**TEXT EXTRACT**
◆ ◆ ◆ ◆ ◆ ◆ ◆

# I think it's time for aluminum plattens???



## earwicker7 (Oct 27, 2014)

99% sure I already know the answer to this...

If you look at these pictures, you'll see that there is some serious banding/striping going on. It's especially noticeable on the cat's chin... that's supposed to be a solid color.

I tried all kinds of stuff (spraying screen de-clogger, trying a different squeegee, adjusting the off contact) before I decided to check if the platten was warped, given that I work out of a cold, damp basement. There is definitely some warp in it, even though it's only been in use since the summer.

It's probably time to just bite the bullet and buy aluminum plattens, right?


----------



## killroy (Feb 16, 2014)

Once you go with aluminum you'll wish you did it sooner. I'd also suggest putting the rubber on top. It will help with prints, but the main thing is flash times go down. The rubber helps deflecting the heat back up.


----------



## DavidLRobison (Feb 3, 2015)

What your seeing is in the screen most likely, examine your screen carefully, it looks like a "moiré" pattern.
Most often caused by an improperly stretched or coated screen, or a screen not fine enough to hold your halftone count. Since the Halftones don't look like gradients and more like specific % fills Id look at your film vs screen count. I use 55 line round dots at 22degrees on all colors and use a 230 mesh-305 mesh to hold them. Yours look to be about a 45 or 50 line at what appears to be about 45 degree angle. Most screens are stretch with the fabric 90 degrees to and parallel to the frame so your angles will have less likelihood of creating a "Moiré" patter at 22 degrees to the fabric.

good luck.

Oh and the surface of your platen can count for a lot try cleaning it and putting down fresh pallet tape though and that should clear that up without having to chance platens.


----------



## earwicker7 (Oct 27, 2014)

DavidLRobison said:


> What your seeing is in the screen most likely, examine your screen carefully, it looks like a "moiré" pattern.

◆ ◆ ◆ ◆ ◆ ◆ ◆

**SHORT PROBLEM 1**
Transcribe the passage of the platen thread starting with "If you look" and going on through "a solid color.".
**SHORT PROBLEM 2**
Write the next part of the platen thread, picking up from its final line.
The entries after the platen thread are separate material with no connection to it.

**RECORD EXTRACTS**
◆ ◆ ◆ ◆ ◆ ◆ ◆

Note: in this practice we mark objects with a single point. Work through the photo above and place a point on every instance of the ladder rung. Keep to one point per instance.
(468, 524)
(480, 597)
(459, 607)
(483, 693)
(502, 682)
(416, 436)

◆ ◆ ◆ ◆ ◆ ◆ ◆

**RIGHT ANSWER 1**
If you look at these pictures, you'll see that there is some serious banding/striping going on. It's especially noticeable on the cat's chin... that's supposed to be a solid color.

**RIGHT ANSWER 2**
> Most often caused by an improperly stretched or coated screen, or a screen not fine enough to hold your halftone count. Since the Halftones don't look like gradients and more like specific % fills Id look at your film vs screen count. I use 55 line round dots at 22degrees on all colors and use a 230 mesh-305 mesh to hold them. Yours look to be about a 45 or 50 line at what appears to be about 45 degree angle. Most screens are stretch with the fabric 90 degrees to and parallel to the frame so your angles will have less likelihood of creating a "Moiré" patter at 22 degrees to the fabric.
> 
> good luck.
> ...


230 Mesh, 46 LPI rounds at 22.5 degrees... do you think that would cause it?


----------



## earwicker7 (Oct 27, 2014)

One other thing... I thought moire was with more than two colors overlapping? This is spot color with gradients, so it is only black ink.


----------



## DavidLRobison (Feb 3, 2015)

Yeah it could. Your certainly missing dots in a pattern that fits the description I gave above although your screen mesh and line counts sound fine. Just try returning your screen. Are you using a good dual cure emulsion or a single open and use emulsion? My experience is that dual cure emulsions like DC10 from CCI or TLX from Ulano are really good dual cure emulsions and cheaper than the open and use fast burn stuff.
Our burn times on 230 are around 45 seconds so if your using a 10 second single cure emulsion you have to slow down a bit but the results are much better in the long run.


----------



## DavidLRobison (Feb 3, 2015)

Moiré can happen on a single color print like your illustrating, its a perfect example because the dots, the screen mesh of the fabric and the unpredictable mesh of the t-shirt weave are all considerations. I'd be willing to bet its the screen though, its not uncommon to have a screen exhibit Moiré if its not stretched properly, coated with enough emulsion to allow for all the dots to hold, or if the shirt itself is swallowing a certain percentage of the dots as they go down.(the last is usually on very fine halftones of 65 line and up)


----------



## DavidLRobison (Feb 3, 2015)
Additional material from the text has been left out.